● **Exercise set**:
**a.** Summarize the article on The Castaway Cowboy in two sentences.
**b.** Set down the passage of the article on The Castaway Cowboy from "The Castaway Cowboy" to "Richard M. Bluel.".

● **Document**:

========================================================================

The Castaway Cowboy is a 1974 American comedy western film released by Walt Disney Productions starring James Garner, Vera Miles, Eric Shea, and Robert Culp about a Texas rancher who gets shanghaied, then jumps ship and finds himself washed ashore in Hawaii. Filmed on location in Hawaii, the film was directed by Vincent McEveety and written by Don Tait and Richard M. Bluel.

Garner later wrote "the best thing in it is the Hawaiian scenery."

Plot
Texas cowboy, Lincoln Costain (James Garner), gets "shanghaied" in San Francisco, then jumps ship and washes ashore on the Hawaiian island of Kauai, right into the arms of widow Henrietta MacAvoy (Vera Miles) and her son (Eric Shea) who are struggling to make a living as farmers.  A lot of wild cattle often trample their crops, so Costain gets the idea to start cattle ranching instead. The Hawaiian farm hands don't readily take to the American cowboy culture, and Calvin Bryson (Robert Culp), is a banker with eyes to grab Henrietta's land and maybe Henrietta herself.

========================================================================

(Excerpts from a point labeling dataset)
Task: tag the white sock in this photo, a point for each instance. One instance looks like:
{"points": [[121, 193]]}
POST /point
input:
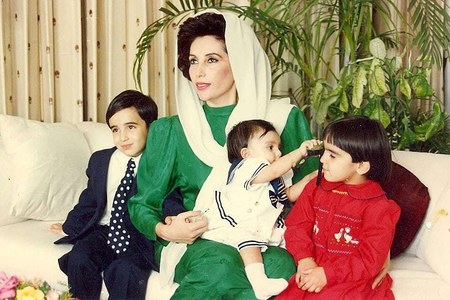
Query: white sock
{"points": [[264, 287]]}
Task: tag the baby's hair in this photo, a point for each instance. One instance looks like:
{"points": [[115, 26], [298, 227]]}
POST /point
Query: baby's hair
{"points": [[144, 105], [194, 27], [241, 133], [365, 140]]}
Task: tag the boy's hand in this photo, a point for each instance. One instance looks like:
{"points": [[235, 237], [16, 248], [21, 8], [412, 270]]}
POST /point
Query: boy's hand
{"points": [[382, 274], [56, 228], [181, 229], [313, 280]]}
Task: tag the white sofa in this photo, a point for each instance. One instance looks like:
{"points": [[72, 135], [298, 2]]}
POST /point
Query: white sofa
{"points": [[42, 173]]}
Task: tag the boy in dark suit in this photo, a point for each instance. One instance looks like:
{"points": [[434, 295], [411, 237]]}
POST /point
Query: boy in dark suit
{"points": [[99, 225]]}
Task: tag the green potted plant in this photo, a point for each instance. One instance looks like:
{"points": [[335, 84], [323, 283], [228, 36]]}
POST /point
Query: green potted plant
{"points": [[324, 44], [382, 88]]}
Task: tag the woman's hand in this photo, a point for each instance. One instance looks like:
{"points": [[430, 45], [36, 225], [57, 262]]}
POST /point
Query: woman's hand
{"points": [[384, 270], [184, 228]]}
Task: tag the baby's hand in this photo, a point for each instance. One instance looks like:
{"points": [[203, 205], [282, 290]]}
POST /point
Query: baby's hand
{"points": [[56, 228], [309, 145]]}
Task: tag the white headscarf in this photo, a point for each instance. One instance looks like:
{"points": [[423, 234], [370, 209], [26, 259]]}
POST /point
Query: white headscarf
{"points": [[252, 75], [251, 71]]}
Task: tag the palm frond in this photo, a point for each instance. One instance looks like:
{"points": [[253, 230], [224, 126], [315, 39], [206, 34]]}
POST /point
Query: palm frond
{"points": [[431, 26]]}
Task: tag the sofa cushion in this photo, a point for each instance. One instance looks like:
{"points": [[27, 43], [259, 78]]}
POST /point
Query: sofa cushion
{"points": [[48, 166], [98, 135], [435, 246], [413, 198], [6, 189]]}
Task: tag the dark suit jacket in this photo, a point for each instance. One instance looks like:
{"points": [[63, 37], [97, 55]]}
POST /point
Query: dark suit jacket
{"points": [[84, 217]]}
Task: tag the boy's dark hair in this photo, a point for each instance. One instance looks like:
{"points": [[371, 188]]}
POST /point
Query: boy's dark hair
{"points": [[365, 140], [144, 105], [241, 133], [194, 27]]}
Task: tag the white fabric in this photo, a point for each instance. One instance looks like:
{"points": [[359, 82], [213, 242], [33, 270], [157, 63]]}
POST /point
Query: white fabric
{"points": [[6, 187], [49, 162], [250, 208], [98, 135], [251, 71]]}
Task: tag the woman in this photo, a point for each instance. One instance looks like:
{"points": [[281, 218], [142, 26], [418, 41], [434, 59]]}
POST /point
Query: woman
{"points": [[224, 66]]}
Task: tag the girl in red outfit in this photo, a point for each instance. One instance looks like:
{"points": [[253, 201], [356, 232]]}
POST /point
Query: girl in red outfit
{"points": [[340, 230]]}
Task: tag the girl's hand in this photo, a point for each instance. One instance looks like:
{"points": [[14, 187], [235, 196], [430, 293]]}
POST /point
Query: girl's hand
{"points": [[303, 265], [382, 274], [56, 228], [313, 280], [182, 229]]}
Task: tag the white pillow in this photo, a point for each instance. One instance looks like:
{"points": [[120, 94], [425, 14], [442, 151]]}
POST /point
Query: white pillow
{"points": [[98, 135], [49, 162]]}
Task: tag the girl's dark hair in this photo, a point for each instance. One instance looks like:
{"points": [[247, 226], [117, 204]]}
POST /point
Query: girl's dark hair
{"points": [[365, 140], [194, 27], [241, 133], [145, 106]]}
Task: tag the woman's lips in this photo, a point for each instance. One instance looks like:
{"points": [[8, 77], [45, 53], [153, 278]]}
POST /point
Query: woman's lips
{"points": [[202, 85]]}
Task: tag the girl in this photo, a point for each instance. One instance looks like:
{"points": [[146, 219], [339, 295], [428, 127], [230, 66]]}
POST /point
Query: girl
{"points": [[340, 231]]}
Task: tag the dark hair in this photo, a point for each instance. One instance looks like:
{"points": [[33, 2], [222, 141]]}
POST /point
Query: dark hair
{"points": [[194, 27], [241, 133], [145, 106], [365, 140]]}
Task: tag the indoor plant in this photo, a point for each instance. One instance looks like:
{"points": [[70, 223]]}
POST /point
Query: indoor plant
{"points": [[321, 44]]}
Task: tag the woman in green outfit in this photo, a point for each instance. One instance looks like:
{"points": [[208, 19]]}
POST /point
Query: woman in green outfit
{"points": [[224, 77]]}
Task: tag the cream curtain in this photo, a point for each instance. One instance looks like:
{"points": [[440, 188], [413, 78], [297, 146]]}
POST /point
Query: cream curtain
{"points": [[64, 60]]}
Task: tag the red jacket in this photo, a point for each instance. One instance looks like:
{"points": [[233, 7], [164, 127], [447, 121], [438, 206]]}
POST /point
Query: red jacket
{"points": [[348, 229]]}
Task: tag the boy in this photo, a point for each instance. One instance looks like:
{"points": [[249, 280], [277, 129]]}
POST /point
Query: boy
{"points": [[99, 225]]}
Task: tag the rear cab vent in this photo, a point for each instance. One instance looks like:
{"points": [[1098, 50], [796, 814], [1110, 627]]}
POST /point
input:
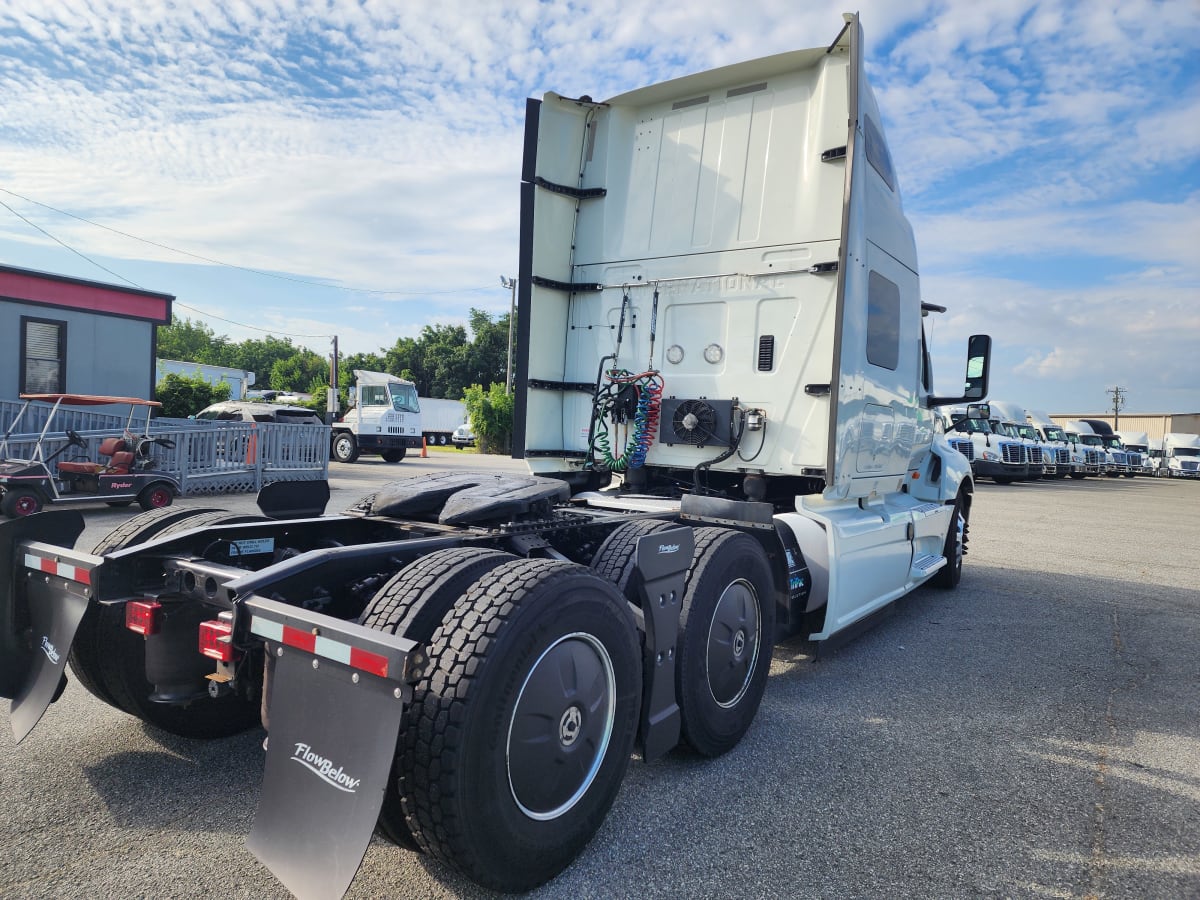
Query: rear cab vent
{"points": [[766, 353]]}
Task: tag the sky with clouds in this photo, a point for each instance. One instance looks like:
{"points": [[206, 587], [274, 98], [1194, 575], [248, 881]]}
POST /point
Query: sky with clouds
{"points": [[366, 155]]}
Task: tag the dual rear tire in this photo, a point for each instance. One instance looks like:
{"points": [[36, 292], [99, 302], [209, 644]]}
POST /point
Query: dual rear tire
{"points": [[726, 628], [523, 721]]}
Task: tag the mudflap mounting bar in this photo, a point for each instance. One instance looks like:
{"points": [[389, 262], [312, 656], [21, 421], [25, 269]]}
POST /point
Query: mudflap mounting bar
{"points": [[337, 699], [663, 561]]}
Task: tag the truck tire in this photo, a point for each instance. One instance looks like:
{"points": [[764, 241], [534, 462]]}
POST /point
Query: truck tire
{"points": [[955, 545], [21, 503], [345, 448], [112, 658], [413, 605], [726, 631], [510, 768]]}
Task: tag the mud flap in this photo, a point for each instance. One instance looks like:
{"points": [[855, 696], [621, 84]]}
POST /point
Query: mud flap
{"points": [[331, 747], [61, 527], [55, 617]]}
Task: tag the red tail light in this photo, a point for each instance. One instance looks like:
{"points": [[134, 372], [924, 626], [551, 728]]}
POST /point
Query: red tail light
{"points": [[143, 617], [216, 640]]}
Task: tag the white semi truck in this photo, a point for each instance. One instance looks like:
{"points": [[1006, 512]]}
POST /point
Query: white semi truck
{"points": [[468, 659], [1181, 455], [1137, 444], [1122, 460], [384, 418], [1114, 459], [1081, 461], [1043, 456], [991, 454]]}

========================================================================

● **Solutions per task**:
**a.** The Castaway Cowboy is a 1974 Walt Disney Productions comedy western, filmed on location in Hawaii and directed by Vincent McEveety, about a Texas rancher who is shanghaied, jumps ship, and washes ashore in Hawaii. There, cowboy Lincoln Costain lands with widow Henrietta MacAvoy and her son, struggling farmers whose crops are trampled by wild cattle, and he decides to start cattle ranching instead, while banker Calvin Bryson has eyes on Henrietta's land.

**b.**
The Castaway Cowboy is a 1974 American comedy western film released by Walt Disney Productions starring James Garner, Vera Miles, Eric Shea, and Robert Culp about a Texas rancher who gets shanghaied, then jumps ship and finds himself washed ashore in Hawaii. Filmed on location in Hawaii, the film was directed by Vincent McEveety and written by Don Tait and Richard M. Bluel.